Task prompt:
Output every row below verbatim, without altering anything.

Entries from a pointing dataset:
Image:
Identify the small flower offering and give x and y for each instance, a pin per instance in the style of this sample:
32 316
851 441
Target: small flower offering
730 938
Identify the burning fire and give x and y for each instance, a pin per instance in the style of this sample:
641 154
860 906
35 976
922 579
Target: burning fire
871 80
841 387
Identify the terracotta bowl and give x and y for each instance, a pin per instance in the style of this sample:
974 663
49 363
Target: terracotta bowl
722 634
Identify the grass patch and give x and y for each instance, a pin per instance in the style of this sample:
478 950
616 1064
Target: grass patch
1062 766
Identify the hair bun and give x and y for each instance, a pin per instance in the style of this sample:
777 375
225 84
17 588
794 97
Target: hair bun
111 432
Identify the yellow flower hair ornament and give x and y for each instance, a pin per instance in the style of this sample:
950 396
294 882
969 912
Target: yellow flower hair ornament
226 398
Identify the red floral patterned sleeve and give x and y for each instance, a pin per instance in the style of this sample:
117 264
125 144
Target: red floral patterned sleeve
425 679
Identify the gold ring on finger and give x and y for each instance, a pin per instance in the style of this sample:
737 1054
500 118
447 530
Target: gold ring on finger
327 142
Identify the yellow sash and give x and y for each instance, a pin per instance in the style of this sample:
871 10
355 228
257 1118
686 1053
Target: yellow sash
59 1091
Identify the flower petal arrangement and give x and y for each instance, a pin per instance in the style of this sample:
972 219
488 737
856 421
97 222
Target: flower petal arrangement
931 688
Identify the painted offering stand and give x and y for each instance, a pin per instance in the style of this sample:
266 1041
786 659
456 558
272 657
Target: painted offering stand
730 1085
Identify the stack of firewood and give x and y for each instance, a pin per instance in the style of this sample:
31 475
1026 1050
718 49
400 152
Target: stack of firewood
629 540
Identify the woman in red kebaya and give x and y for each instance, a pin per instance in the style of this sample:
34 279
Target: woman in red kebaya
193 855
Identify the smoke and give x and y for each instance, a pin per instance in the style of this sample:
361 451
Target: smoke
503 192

Solution for this problem:
Image:
Identify the small flower offering and give x and y for each instance, a pin per instance in the style of this sample:
32 316
851 441
Target: small flower offering
730 938
Identify the burning fire and give x and y for each instance, a pin per instance in the style of this sample:
641 154
860 906
35 976
922 579
Target: burning fire
871 80
841 387
Identify the terracotta bowl and give x and y for each instance, a pin per instance in the style of this sample:
974 663
49 363
Target: terracotta bowl
722 634
Identify the grass patch and give x and y for each instance, a pin per instance in the style of this sample:
478 950
616 1064
Target: grass patch
1062 766
Identify the hair bun and give x and y for each instance, a pin per instance in the style of this sample:
777 375
225 84
17 588
794 97
Target: hair bun
111 432
Identify the yellow flower hair ornament and give x and y for each instance, a pin per instance in the style of this sample:
950 396
294 882
969 912
Target: yellow flower hair ornament
226 398
Identify the red floral patterned sleeve and give x and y for each instance, a pin per instance in the style of this sample:
117 264
125 144
Target: red floral patterned sleeve
425 679
Identify the gold ring on finger and give x and y for each instance, a pin per instance in the style of this sample:
737 1054
500 118
447 530
Target: gold ring on finger
327 142
Identify the yellow sash and give x and y for each instance, a pin per instance in the style of this sample:
871 10
355 228
257 1118
686 1053
Target: yellow sash
59 1091
Identify the flower petal arrangement and give x and y for each instance, a pin per instance in the style of this sample:
972 219
488 737
856 421
97 222
Target: flower petal arrangement
931 688
Identify the painted offering stand and give x and y for each instance, a pin per instance in the style of this sample:
266 1041
786 659
456 558
272 657
Target: painted offering stand
730 1085
Identify the stack of firewood and give x and y for each instance, a pin per instance in the style of this sample:
31 475
1026 1050
718 49
400 152
Target: stack of firewood
629 540
Identify the woman in red kebaya and give x and y for each instance, a pin per instance in the style of this sample:
34 279
Target: woman in red kebaya
193 855
Identify the smoke and give x and y for each instance, a pin per instance in the style of this sample:
361 451
Target: smoke
503 192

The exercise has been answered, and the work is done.